§ EXERCISE
Reproduce the passage of the Jessi Colter piece between "Jessi Colter For" and "start-to-finish, by 1976.", inclusive.

Jessi Colter For the Country Music HoF? Hell YES.

I was raised on this classy, mystical, funky, sexy, STUNNINGLY GIFTED singer-songwriter’s music.

Fairly or unfairly, her potent legacy has been overshadowed by the well-deserved glorification of her more prolific husband’s (Waylon Jennings) musical footprint, but Colter was, in her way, far, far, far more “outlaw” than any of the three dudes who surrounded her on the phenomenal, industry shattering, era-defining WANTED: THE OUTLAWS album in 1976.

Waylon Jennings, Willie Nelson, and Tompall Glaser had not ever released albums comprised entirely of their own musical compositions, start-to-finish, by 1976.

Songwriting autonomy was one of the key hallmarks of the “outlaw” movement rippling through Nashville in the early-mid 1970s.

Again, Waylon didn’t release an album of his own, exclusive compositions by the time the OUTLAWS album was released.

Willie hadn’t.

Tompall hadn’t.

Jessi colter had released not one but TWO big bestselling, critically acclaimed albums that featured ONLY her original songs—1975’s I’M JESSI COLTER and 1976’s JESSI.

And both of those albums stormed the country and pop album charts, along with Colter’s mega-smash, international, multi-format classic single, I’M NOT LISA. That haunting, gothic ballad, which basically said, “Dude. Your old girlfriend is gone. Get over her. I’m here and I ain’t going NOWHERE,” rocketed to the Top of Pop, Country, Adult Contemporary, MOR, and other charts around the world, selling over 2 MILLION copies in the USA alone by 1977, in an era when people actually had to go to a store, locate a single, pull it from the rack, take it up to the cashier, and pay for it.

Colter’s entirely self-written Capitol debut album—loaded with single-worthy songs—sold over a million copies in the USA, further bolstered by additional Pop Top 100 entries WHAT’S HAPPENED TO BLUE EYES and YOU AIN’T NEVER BEEN LOVED.

Do you know which other female artist on a major label composed an album of her own songs in 1975?

No one.

In 1976, only Jessi Colter and Joni Mitchell released major label albums comprised entirely of their own compositions—albums that rose high on Billboard charts.

§ RECORDS SUPPLIED
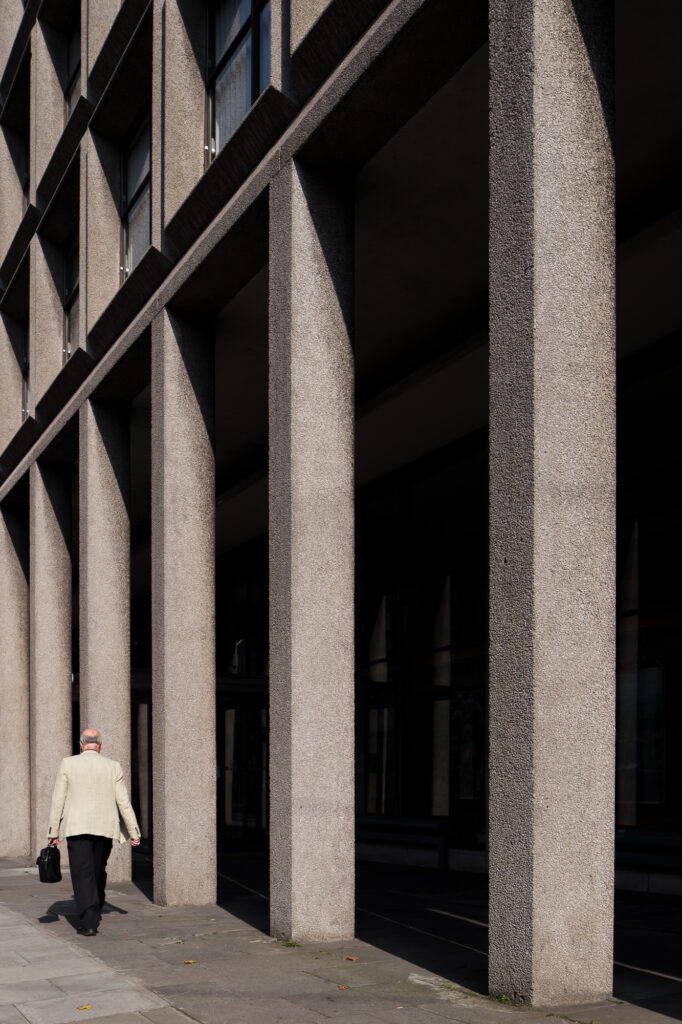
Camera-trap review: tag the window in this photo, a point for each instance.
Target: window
(135, 200)
(73, 87)
(71, 305)
(26, 394)
(239, 50)
(23, 169)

§ RESULT FOR THIS EXERCISE
Jessi Colter For the Country Music HoF? Hell YES.

I was raised on this classy, mystical, funky, sexy, STUNNINGLY GIFTED singer-songwriter’s music.

Fairly or unfairly, her potent legacy has been overshadowed by the well-deserved glorification of her more prolific husband’s (Waylon Jennings) musical footprint, but Colter was, in her way, far, far, far more “outlaw” than any of the three dudes who surrounded her on the phenomenal, industry shattering, era-defining WANTED: THE OUTLAWS album in 1976.

Waylon Jennings, Willie Nelson, and Tompall Glaser had not ever released albums comprised entirely of their own musical compositions, start-to-finish, by 1976.